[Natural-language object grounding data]

------------------------------------------------

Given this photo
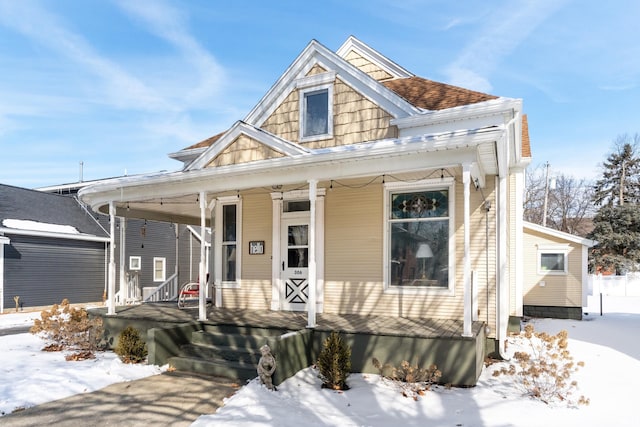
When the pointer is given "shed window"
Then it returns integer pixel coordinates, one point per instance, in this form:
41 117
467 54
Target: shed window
552 262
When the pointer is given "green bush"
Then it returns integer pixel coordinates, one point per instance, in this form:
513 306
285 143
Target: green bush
131 347
334 363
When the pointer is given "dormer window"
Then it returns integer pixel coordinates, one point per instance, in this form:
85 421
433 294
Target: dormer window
316 113
316 106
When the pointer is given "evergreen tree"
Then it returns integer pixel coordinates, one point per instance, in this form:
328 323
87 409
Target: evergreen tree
617 230
620 182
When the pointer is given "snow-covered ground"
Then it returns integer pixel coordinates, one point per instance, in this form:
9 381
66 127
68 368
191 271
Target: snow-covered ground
609 345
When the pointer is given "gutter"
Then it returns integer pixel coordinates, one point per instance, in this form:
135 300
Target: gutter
81 237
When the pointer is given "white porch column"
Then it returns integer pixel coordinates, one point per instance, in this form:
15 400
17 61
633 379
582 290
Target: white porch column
276 208
124 285
467 301
111 297
311 302
202 302
4 241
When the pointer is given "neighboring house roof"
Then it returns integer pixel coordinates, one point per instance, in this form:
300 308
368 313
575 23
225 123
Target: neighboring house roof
559 234
24 211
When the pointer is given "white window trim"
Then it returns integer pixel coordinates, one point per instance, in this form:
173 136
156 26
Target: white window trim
225 201
553 249
138 259
302 92
164 269
427 184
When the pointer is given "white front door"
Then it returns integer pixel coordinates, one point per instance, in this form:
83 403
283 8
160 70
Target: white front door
295 264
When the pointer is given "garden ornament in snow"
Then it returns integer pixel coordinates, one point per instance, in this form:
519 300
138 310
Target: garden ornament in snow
266 367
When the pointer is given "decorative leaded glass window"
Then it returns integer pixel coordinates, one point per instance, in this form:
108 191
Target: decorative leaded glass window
419 238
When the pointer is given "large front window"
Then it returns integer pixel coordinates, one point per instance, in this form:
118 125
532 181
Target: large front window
419 224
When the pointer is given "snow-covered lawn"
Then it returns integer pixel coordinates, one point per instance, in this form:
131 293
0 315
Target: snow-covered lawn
609 346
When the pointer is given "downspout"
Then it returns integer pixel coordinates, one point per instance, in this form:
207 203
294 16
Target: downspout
467 330
111 297
203 252
311 303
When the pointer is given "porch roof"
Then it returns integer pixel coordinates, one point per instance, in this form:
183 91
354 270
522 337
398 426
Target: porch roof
173 196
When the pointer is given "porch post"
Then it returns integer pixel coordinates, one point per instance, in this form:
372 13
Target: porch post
202 302
311 302
466 181
124 285
111 297
276 208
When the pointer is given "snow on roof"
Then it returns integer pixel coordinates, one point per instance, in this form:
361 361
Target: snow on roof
21 224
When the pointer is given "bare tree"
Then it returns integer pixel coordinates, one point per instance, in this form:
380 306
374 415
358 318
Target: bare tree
569 206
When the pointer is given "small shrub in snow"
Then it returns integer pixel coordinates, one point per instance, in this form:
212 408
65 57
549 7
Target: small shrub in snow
544 371
334 363
131 347
69 328
413 381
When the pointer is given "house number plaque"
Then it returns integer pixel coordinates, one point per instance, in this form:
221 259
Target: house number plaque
256 247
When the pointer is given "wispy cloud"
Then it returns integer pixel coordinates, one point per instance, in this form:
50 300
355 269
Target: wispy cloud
170 24
120 88
501 34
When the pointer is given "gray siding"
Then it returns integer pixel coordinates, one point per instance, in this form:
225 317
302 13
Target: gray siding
44 271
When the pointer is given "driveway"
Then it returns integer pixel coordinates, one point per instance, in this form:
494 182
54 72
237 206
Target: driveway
169 399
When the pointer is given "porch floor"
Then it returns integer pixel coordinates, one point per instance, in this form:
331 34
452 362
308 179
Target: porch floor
347 323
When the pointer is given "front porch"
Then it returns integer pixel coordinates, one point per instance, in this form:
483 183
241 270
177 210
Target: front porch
421 341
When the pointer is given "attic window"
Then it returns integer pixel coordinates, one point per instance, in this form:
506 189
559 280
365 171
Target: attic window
316 113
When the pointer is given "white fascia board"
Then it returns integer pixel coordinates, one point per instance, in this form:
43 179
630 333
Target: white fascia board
559 234
82 237
240 128
187 155
374 56
386 156
315 53
494 107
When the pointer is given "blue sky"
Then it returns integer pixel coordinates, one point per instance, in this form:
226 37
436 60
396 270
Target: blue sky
120 84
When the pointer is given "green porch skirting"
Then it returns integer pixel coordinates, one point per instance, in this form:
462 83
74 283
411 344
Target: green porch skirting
460 359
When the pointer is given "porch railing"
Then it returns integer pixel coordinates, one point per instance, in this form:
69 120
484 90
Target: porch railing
166 291
129 292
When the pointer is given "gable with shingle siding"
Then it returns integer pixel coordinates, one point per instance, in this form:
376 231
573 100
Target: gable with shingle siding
367 66
244 150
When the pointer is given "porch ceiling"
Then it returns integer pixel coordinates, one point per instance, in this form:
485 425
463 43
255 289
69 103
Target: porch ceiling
174 196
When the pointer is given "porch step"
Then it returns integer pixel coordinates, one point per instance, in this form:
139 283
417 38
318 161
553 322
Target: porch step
214 352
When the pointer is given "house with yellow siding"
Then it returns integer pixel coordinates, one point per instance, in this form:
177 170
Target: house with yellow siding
354 187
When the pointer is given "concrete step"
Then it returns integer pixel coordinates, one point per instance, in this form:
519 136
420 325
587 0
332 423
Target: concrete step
249 342
220 367
221 352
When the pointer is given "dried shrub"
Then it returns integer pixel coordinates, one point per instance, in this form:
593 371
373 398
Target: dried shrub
131 347
413 381
334 363
544 372
68 328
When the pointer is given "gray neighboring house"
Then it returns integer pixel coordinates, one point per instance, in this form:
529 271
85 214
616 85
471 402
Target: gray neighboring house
51 248
158 257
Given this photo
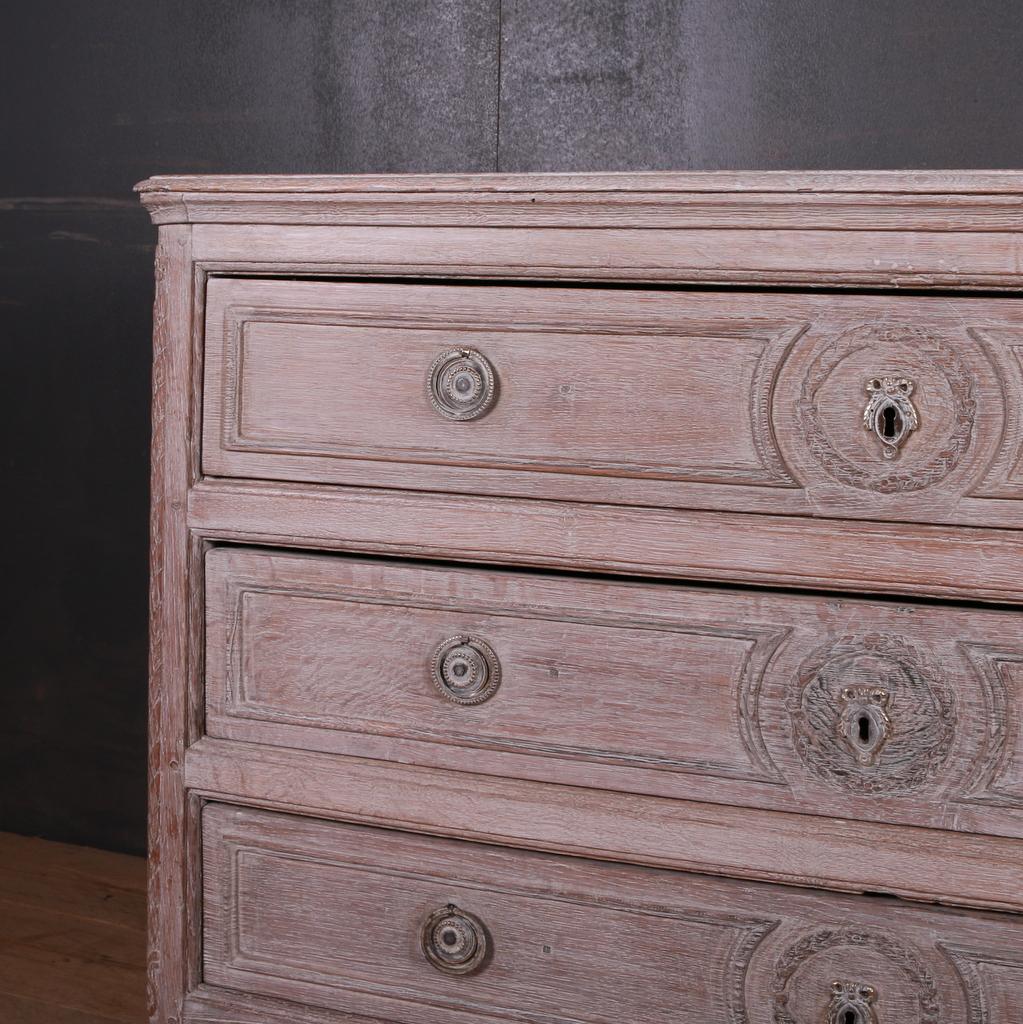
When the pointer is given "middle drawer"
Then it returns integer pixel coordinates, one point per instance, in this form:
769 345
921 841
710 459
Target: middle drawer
846 708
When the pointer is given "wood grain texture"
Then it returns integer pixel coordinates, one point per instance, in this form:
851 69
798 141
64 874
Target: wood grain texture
759 256
797 849
894 182
293 911
688 400
757 787
171 640
790 551
74 934
76 298
730 696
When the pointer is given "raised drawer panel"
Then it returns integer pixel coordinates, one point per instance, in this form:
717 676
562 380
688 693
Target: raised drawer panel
411 929
867 407
850 709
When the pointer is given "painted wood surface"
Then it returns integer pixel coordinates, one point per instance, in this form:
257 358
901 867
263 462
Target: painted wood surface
786 551
798 849
826 706
708 400
73 926
333 915
510 230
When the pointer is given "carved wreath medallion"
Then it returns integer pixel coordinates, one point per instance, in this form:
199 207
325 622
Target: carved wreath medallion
886 477
894 954
872 716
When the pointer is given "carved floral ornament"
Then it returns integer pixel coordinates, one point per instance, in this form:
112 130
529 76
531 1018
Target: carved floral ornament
891 412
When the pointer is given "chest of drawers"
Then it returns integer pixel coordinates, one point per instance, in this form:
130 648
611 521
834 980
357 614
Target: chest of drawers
588 599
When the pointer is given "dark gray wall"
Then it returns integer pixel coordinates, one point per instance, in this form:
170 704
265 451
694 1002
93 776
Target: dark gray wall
100 94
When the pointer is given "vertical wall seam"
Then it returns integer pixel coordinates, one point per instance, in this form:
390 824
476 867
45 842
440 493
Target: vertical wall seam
497 133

------------------------------------------------

Only the wording of the records is wanted: copy it all exactly and omit the pictures.

Given this photo
When the pointer is given "shed window"
Then it returns integer pixel coordinates, one point per instance, in this form:
41 117
467 54
Target: shed window
552 262
When the pointer is given "green bush"
Then it returns integer pixel coordinates, one point per instance, in this form:
513 306
285 143
Target: green bush
131 347
334 363
When the pointer is given "dormer window"
Then it returns integer pixel coordinates, one point per instance, in this form:
85 421
433 294
Target: dormer window
316 113
316 106
When the pointer is given "evergreen tree"
Then it returns integer pixel coordinates, one point per instance, in this form:
328 323
87 409
Target: evergreen tree
617 230
620 182
When the pointer is given "snow-covered ground"
Then it returns integer pixel coordinates, one point per instance, in this form:
9 381
66 127
68 368
191 271
Target: snow-covered ground
609 345
When the pointer is given "gutter"
Then it returns integer pixel coordinates, one point per instance, in this form:
135 300
Target: gutter
81 237
When the pointer is given "white porch column"
Then it returns integer pixel coordinates, one point per instance, in this form:
15 400
17 61
633 379
582 290
Target: white porch column
276 208
124 285
467 301
111 297
311 302
202 302
4 241
When the pointer is given "neighboring house roof"
Then it returns integer pixel coordinates, one point per instance, in this form:
300 308
368 313
575 23
225 123
Target: neighboring house roof
559 234
24 211
When the pointer is given "white window trim"
Then it returns integer pixel coordinates, one point per instance, in this form:
173 136
156 26
Target: white window trim
225 201
553 249
138 259
302 92
164 269
427 184
When the pointer is given "white front door"
Then it returns integer pixel coordinates, one point per instance, in this form:
83 403
283 8
160 70
Target: white front door
295 264
When the pointer is given "garden ornament in snow"
Then it returns integer pixel coordinates, one point per instance, in this form:
519 300
138 310
Target: garden ornament in snow
266 367
When the pointer is given "decorative leaded glass window"
Then it returns integer pixel coordinates, one point per instance, in this form:
108 191
Target: decorative leaded glass window
419 238
When the pointer is given "large front window"
Then it returns integer pixel coordinates, one point per instance, in this form:
118 125
532 181
Target: large front window
419 224
When the pointer is given "snow-covered lawn"
Then it returns integer pixel coordinates, one point per instance, in this form:
131 293
0 315
Target: snow-covered lawn
609 346
When the pointer is given "downspout"
Then it returns integer pixel coordinates, one point per instance, in this form:
207 203
294 16
Target: downspout
467 330
111 297
203 252
311 303
When the pointer is given "porch roof"
Then it returns integer pixel coordinates, one point per instance, in this form:
183 91
354 270
522 337
398 426
Target: porch roof
173 196
When the pointer is given "porch post"
Then it returns integer pixel coordinates, one point per instance, in this form:
372 13
Target: porch post
202 302
311 302
466 181
124 285
111 297
276 208
When the pointer is given "snow on roof"
Then it returns integer pixel coordinates, one point per instance, in this form:
361 361
Target: snow on roof
21 224
When the pointer is given "bare tree"
Then it returns integer pixel coordinates, one point per instance, in this form:
380 306
374 415
358 318
Target: bare tree
569 206
When the pointer is given "small shrub in snow"
Then it returns integer pixel coordinates, one point per instance, in this form:
212 408
65 57
549 7
Target: small shrub in snow
544 371
334 363
131 347
69 328
413 381
When the pointer is given "house number plaque"
Then it returns integer pixel coordinates, one point per instance, in this form:
221 259
Target: house number plaque
256 247
When the pointer is given "wispy cloud"
Then it returns integer pixel coordinates, one point per instance, in this form:
50 300
355 269
Target: wispy cloud
170 24
120 88
501 34
When the pointer is given "gray siding"
Then it returns integer pixel coordinates, one point per instance, in this form:
225 317
302 13
Target: gray siding
44 271
When the pointer is given "driveway"
Then it returns integer pixel coordinates, one point per instance, in this form:
494 182
54 72
237 206
Target: driveway
169 399
When the pointer is given "porch floor"
Then it returns integer pixel coordinates, one point per instance, in this form:
331 34
452 362
308 179
Target: porch floor
347 323
When the pointer is given "front porch"
Then it returns integer pixel coordinates, one point per instance, in this form:
483 183
241 270
177 210
Target: front porch
421 341
When the pointer is given "attic window"
Then it returns integer pixel coordinates, one point per instance, in this form:
506 189
559 280
365 171
Target: attic window
316 113
When the pointer is given "white fascia board"
Then it returns integer pixel coordinates, one point per instance, in this form:
43 179
630 333
Target: white fascia board
559 234
82 237
240 128
187 155
374 56
386 156
315 53
494 107
When the pointer is given "blue sky"
Then it returns integer pixel coordinates, one point per instance, in this form:
226 37
436 60
396 270
Target: blue sky
120 84
When the pointer is given "green porch skirting"
Then it returns integer pixel coordinates, one point per instance, in this form:
462 83
74 283
411 344
Target: green porch skirting
460 359
When the pointer is given "porch railing"
Then it returns integer pixel coordinates, one point per instance, in this form:
69 120
484 90
Target: porch railing
166 291
129 292
When the pointer is given "gable with shingle siding"
Then it returns integer pixel coordinates, one point per instance, in this form:
376 231
573 100
Target: gable with shingle siding
367 66
244 150
When the pointer is given "porch ceiling"
Then it returns integer pixel coordinates, one point per instance, in this form:
485 425
463 43
255 289
69 103
Target: porch ceiling
174 196
When the pointer is given "porch step"
Then it returns integer pixel coordinates, one point per instance, in this form:
139 283
417 38
318 161
553 322
Target: porch step
214 352
When the pointer is given "house with yellow siding"
Then it returns integer pixel coordinates, one point per instance, in this form:
177 170
Target: house with yellow siding
354 187
When the pointer is given "concrete step"
Then it returns integer pixel coordinates, one point per instance, in this form:
519 136
420 325
587 0
332 423
Target: concrete step
249 342
220 367
221 352
When the pointer is given "dried shrub"
Then it returns integer pixel coordinates, one point per instance, in this form:
593 371
373 398
Target: dried shrub
131 347
413 381
334 363
544 372
68 328
When the pointer is given "gray neighboring house"
Then it returns integer pixel coordinates, one point per instance, in this form:
529 271
85 214
616 85
471 402
Target: gray neighboring house
51 248
158 257
Given this photo
When the pointer is given "middle drawer"
Then it returns integer pixel coordinates, one point per instance, in this form:
769 345
921 841
710 459
Target: middle drawer
846 708
When the pointer is given "wood grain texture"
Then it returns integer pixel coordinates, one point per instance, in this form:
851 69
798 141
64 874
Target: wood grain texture
759 256
797 849
894 182
293 911
688 400
757 787
171 640
790 551
74 934
76 298
730 696
When the pointer is given "raised drawer panel"
Then it returns integer pixel coordinates, one point per instance, in this form:
717 676
562 380
688 693
Target: raised drawer panel
411 929
867 407
850 709
When the pointer is given "painted wood surface"
Then it returns integer pixel coordinates, one point per instance, in this form:
257 358
901 867
263 462
Target: painted wood surface
786 551
798 849
826 706
708 400
73 926
333 915
510 230
When the pointer is given "carved wreath medallion"
Then it returns integer pixel coordinates, one point per instance, in this form:
199 207
325 622
Target: carved wreath medallion
886 477
894 954
872 716
When the pointer is given "carved floral ornament"
Then it returns integer pixel coordinates, one point per instance, in this form:
112 130
529 76
531 1018
Target: carved floral ornament
891 412
When the pointer is given "chest of drawers"
Then it returns integer pixel coordinates, one point per instance, in this form:
130 648
611 521
834 980
357 614
Target: chest of drawers
588 599
When the pointer is given "dark gray wall"
Then it returns integer pixel coordinates, one point per instance, in this form:
170 704
265 451
694 1002
93 776
Target: dark gray wall
100 94
When the pointer is given "vertical wall seam"
Then it returns integer pixel coordinates, one point per instance, in this form:
390 824
476 867
45 842
440 493
Target: vertical wall seam
497 133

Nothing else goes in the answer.